In the entries that follow, how many lines contain the word "drumstick"? Answer with the number only.
START MATERIAL PROVIDED
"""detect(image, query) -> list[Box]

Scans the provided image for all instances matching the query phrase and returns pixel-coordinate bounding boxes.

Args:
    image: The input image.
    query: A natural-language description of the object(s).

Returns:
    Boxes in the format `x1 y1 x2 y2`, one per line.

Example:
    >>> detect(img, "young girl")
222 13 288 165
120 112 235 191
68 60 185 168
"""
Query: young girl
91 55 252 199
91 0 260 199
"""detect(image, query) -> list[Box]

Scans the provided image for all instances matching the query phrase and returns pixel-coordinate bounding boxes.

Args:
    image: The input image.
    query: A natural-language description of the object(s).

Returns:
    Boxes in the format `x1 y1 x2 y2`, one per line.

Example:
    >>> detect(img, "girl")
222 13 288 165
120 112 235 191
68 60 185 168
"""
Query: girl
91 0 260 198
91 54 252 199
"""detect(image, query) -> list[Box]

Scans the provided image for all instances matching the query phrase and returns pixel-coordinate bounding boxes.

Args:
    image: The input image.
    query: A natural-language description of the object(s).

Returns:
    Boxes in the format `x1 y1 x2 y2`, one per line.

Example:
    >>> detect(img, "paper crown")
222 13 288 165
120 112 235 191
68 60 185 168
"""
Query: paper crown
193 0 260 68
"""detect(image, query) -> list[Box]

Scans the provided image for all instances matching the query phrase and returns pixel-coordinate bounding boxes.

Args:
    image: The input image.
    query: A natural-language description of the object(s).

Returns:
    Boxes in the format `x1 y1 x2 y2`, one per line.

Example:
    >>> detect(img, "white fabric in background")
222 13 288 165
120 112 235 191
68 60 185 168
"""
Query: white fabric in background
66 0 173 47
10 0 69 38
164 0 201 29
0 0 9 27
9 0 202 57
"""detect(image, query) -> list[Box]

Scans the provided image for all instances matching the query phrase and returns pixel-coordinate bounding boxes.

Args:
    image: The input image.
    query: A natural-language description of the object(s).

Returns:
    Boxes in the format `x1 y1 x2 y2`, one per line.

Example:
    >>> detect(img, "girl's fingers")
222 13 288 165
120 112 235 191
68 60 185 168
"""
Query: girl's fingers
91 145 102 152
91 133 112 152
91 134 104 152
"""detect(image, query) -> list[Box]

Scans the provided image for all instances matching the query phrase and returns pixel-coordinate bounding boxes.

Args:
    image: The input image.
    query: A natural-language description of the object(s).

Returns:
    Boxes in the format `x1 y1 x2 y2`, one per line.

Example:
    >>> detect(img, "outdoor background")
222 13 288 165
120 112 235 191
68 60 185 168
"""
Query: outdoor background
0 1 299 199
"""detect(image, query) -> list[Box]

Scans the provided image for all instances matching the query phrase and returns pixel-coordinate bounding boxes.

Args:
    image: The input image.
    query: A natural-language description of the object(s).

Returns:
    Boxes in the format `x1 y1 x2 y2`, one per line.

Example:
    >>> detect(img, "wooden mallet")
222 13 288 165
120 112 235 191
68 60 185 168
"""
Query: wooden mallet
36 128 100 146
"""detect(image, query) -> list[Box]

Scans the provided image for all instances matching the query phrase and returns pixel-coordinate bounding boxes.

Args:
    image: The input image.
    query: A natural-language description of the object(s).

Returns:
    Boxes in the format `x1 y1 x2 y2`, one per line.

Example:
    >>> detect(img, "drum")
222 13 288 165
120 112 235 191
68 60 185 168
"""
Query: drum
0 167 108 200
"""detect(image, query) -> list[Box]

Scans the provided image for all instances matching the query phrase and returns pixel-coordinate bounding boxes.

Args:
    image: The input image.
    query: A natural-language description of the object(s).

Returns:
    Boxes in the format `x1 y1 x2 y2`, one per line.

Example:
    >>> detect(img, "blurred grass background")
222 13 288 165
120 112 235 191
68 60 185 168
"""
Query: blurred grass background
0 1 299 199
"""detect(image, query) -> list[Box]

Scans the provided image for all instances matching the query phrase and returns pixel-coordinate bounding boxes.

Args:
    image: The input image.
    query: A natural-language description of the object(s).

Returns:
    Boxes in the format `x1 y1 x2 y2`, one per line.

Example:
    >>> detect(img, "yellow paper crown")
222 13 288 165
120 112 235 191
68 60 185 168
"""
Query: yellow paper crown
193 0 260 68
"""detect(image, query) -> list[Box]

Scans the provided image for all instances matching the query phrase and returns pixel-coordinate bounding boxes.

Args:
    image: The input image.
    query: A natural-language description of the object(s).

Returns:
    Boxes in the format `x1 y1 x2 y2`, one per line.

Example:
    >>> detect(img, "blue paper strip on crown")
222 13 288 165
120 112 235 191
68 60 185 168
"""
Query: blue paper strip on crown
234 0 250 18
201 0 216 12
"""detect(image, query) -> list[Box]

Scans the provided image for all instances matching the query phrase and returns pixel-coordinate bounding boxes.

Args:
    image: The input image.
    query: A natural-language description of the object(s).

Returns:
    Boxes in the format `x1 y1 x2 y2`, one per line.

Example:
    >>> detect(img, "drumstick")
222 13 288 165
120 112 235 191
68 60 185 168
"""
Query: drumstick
END MATERIAL PROVIDED
» **WORKED SOLUTION**: 2